**Compito A:** Elenca tutte le località geografiche nominate nel testo sul naufragio della Costa Concordia.

**Testo:**
⟨

Sedici anni di carcere. Il 31 maggio il processo di appello ha confermato la condanna per Francesco Schettino, il comandante della Costa Concordia, la nave da crociera naufraga su una scogliera all’Isola del Giglio. La tragedia costò la vita a trentadue persone, e causò centinaia di feriti, difficili da misurare i danni. Comunque enormi. Soprattutto quelli di natura ambientale, in seguito all’apertura di una falla larga settanta metri su una fiancata dello scafo, causa l’urto contro la scogliera.
Il processo di appello è stato celebrato presso la prima sezione di Appello del tribunale di Firenze. L’accusa è stata sostenuta da uno dei pm del tribunale di Grosseto durante il processo di primo grado. L’aggiunto Alessandro Leopizzi chiede in quella sede una condanna a ventisei anni per Schettino e l’immediata carcerazione per pericolo di fuga. Richiesta questa non accolta dal collegio. Secondo i giudici, quel 13 gennaio del 2012, alle 21:42, la manovra di avvicinamento al Giglio, a navigazione in corso, direzione Genova, fu rischiosa. “Imprudenza e negligenza” gli aggettivi presenti nella motivazioni della sentenza confermata pienamente in appello. Il processo si è concluso appunto il 31 maggio.

⟩

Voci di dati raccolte
⟨

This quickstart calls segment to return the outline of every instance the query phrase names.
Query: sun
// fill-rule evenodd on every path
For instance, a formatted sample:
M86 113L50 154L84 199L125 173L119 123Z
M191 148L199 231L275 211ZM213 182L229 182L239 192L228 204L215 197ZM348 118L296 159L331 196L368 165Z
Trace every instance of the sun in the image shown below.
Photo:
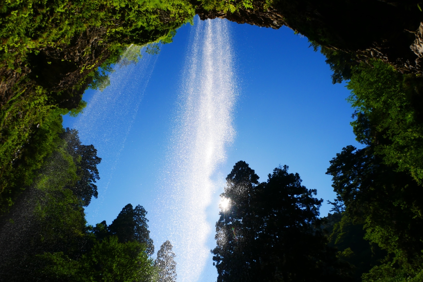
M231 199L229 198L222 197L220 203L219 205L219 208L222 211L225 211L231 205Z

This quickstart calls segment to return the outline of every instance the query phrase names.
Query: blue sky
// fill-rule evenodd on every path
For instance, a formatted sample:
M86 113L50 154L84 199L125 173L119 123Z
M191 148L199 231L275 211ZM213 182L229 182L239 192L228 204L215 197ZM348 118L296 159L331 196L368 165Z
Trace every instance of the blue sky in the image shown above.
M309 48L306 38L286 27L229 25L239 93L236 135L218 175L224 177L242 160L265 181L275 167L287 164L308 188L317 189L318 197L332 200L331 178L325 174L329 161L343 147L360 146L349 125L349 91L343 84L332 84L324 57ZM64 127L79 129L82 142L94 145L103 158L99 197L86 209L89 223L105 219L110 224L126 204L140 204L150 211L157 248L166 239L154 222L160 220L154 214L158 178L192 28L179 29L159 55L146 55L136 65L116 69L108 89L86 91L83 114L64 118ZM321 215L330 208L324 204ZM210 209L210 221L216 221L218 211ZM215 281L211 263L201 281Z

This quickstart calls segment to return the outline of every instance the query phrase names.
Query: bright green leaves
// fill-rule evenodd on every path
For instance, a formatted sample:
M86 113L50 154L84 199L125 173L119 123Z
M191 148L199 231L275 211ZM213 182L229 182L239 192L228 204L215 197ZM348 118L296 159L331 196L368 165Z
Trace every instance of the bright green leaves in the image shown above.
M420 76L402 75L380 60L360 64L348 88L356 109L352 123L359 142L374 146L387 164L423 181L423 123L413 104L418 96L412 82ZM411 81L411 82L410 81ZM416 82L417 83L417 82Z

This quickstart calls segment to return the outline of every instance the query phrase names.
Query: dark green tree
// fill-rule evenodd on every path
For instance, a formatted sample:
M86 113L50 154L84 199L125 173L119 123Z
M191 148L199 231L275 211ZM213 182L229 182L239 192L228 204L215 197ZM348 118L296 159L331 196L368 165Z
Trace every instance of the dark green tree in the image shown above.
M230 204L220 213L212 251L218 282L349 279L348 264L338 260L320 229L322 200L288 169L275 168L259 184L241 161L228 175L222 197Z
M154 265L159 272L158 282L176 282L176 256L172 250L173 246L168 240L162 244L157 252L157 257Z
M97 198L98 192L96 180L100 179L97 165L102 159L97 156L97 149L93 145L84 145L81 143L78 131L66 129L61 137L67 144L66 151L72 156L77 165L77 175L78 180L69 188L86 206L90 204L93 196Z
M255 225L250 205L258 178L243 161L237 162L226 177L226 187L221 197L229 202L228 206L220 213L216 223L217 246L212 251L218 282L253 279L258 261L252 248Z
M154 246L150 238L146 214L147 211L142 206L138 205L134 208L132 205L128 204L108 228L112 234L118 236L119 242L137 241L145 244L147 253L151 255L154 252Z
M345 203L350 219L346 221L363 225L364 238L388 254L384 264L374 268L373 274L364 276L365 280L420 277L423 263L421 186L409 174L386 164L372 146L359 150L347 146L330 163L327 173Z

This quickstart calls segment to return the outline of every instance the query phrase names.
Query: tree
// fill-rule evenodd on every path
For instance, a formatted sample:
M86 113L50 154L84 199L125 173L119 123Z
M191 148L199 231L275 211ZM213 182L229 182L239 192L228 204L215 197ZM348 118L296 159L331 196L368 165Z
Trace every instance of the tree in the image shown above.
M349 281L343 274L348 264L338 260L320 228L322 200L288 169L276 168L258 183L241 161L228 175L222 196L231 203L220 213L212 251L218 282Z
M150 238L146 214L147 211L141 205L138 205L133 208L132 205L128 204L109 226L108 229L111 234L118 236L119 242L137 241L145 244L147 253L151 255L154 252L154 246Z
M162 244L157 252L154 265L159 271L158 282L175 282L176 281L176 256L172 250L173 246L169 240Z
M254 237L250 203L258 178L243 161L237 162L226 177L226 187L220 196L229 201L229 206L220 213L216 225L217 246L212 251L218 282L248 281L253 278L252 268L255 266L251 264L257 262L252 253Z
M409 174L387 164L373 147L343 148L327 172L345 203L347 221L363 225L364 238L388 253L385 263L374 267L364 281L420 279L423 189Z
M86 206L93 196L95 198L98 196L97 186L94 183L96 179L100 179L97 165L102 159L97 156L97 149L94 146L81 143L76 129L67 128L61 137L67 143L66 151L77 165L77 175L79 178L76 183L69 188L80 199L82 205Z

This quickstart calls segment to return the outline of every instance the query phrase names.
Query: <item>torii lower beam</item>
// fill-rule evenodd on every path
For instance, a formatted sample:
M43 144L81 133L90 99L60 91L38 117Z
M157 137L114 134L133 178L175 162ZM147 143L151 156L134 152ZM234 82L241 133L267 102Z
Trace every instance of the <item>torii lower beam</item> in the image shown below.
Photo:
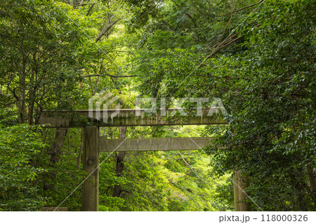
M212 141L211 137L107 139L100 136L99 152L198 150Z

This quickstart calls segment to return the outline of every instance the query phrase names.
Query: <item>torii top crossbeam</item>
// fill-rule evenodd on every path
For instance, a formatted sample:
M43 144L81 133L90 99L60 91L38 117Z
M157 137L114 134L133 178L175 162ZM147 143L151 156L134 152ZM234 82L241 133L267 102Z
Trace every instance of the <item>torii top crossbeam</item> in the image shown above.
M79 110L44 111L39 123L51 128L74 128L86 126L135 126L167 125L227 124L218 107L202 109L188 115L183 108L169 108L162 112L148 113L146 109ZM176 114L179 116L175 116Z

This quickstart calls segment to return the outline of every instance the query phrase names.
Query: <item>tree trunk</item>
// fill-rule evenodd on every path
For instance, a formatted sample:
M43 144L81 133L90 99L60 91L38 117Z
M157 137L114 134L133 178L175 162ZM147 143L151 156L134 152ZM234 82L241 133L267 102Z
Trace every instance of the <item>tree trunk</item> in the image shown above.
M59 160L59 156L62 153L62 145L66 138L68 129L57 128L55 134L55 140L51 152L51 162L55 164Z
M119 127L119 138L126 138L126 127ZM119 152L119 154L117 155L117 168L116 168L116 176L117 177L121 176L123 173L123 170L124 169L124 158L125 158L125 152ZM121 196L121 193L122 192L121 187L119 184L117 184L114 185L114 188L113 190L112 197L118 197Z
M315 180L314 171L310 164L306 166L308 174L308 179L310 180L310 187L312 188L312 197L314 199L314 205L316 206L316 181Z

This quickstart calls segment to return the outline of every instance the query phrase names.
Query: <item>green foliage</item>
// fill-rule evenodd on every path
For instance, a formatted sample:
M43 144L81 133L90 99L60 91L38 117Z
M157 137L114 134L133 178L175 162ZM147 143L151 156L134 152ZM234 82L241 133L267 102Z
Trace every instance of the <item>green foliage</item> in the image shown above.
M46 145L39 129L27 125L0 129L1 211L36 211L45 203L38 182L46 170L38 163Z

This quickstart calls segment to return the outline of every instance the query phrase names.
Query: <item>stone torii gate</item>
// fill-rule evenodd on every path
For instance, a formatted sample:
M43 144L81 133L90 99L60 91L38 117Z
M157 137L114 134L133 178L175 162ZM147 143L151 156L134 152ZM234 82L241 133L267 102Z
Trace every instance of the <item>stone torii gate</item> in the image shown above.
M110 140L105 136L99 136L100 127L228 124L228 121L219 116L218 107L204 109L201 116L177 117L176 119L169 120L166 119L168 117L165 116L166 114L174 114L178 110L168 109L164 112L164 116L159 113L148 116L145 109L44 111L39 123L49 128L84 128L83 167L86 172L91 174L83 184L82 211L98 211L99 152L197 150L212 143L212 138L208 137ZM107 118L106 122L100 119L105 117ZM243 202L246 197L244 192L246 187L246 180L240 177L239 171L235 172L234 173L235 211L248 211L248 204Z

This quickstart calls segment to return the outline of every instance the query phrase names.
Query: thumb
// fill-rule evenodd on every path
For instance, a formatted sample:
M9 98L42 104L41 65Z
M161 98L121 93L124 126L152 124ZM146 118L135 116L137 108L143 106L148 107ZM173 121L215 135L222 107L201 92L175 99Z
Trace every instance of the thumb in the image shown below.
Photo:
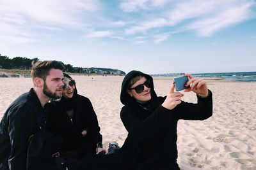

⟩

**Compito B:** Conta le righe dei record che contengono la stringa "bright", tenendo conto di maiuscole e minuscole, e riporta soltanto il numero.

**Risposta A:**
- Isola del Giglio
- Firenze
- Grosseto
- Genova

**Risposta B:** 2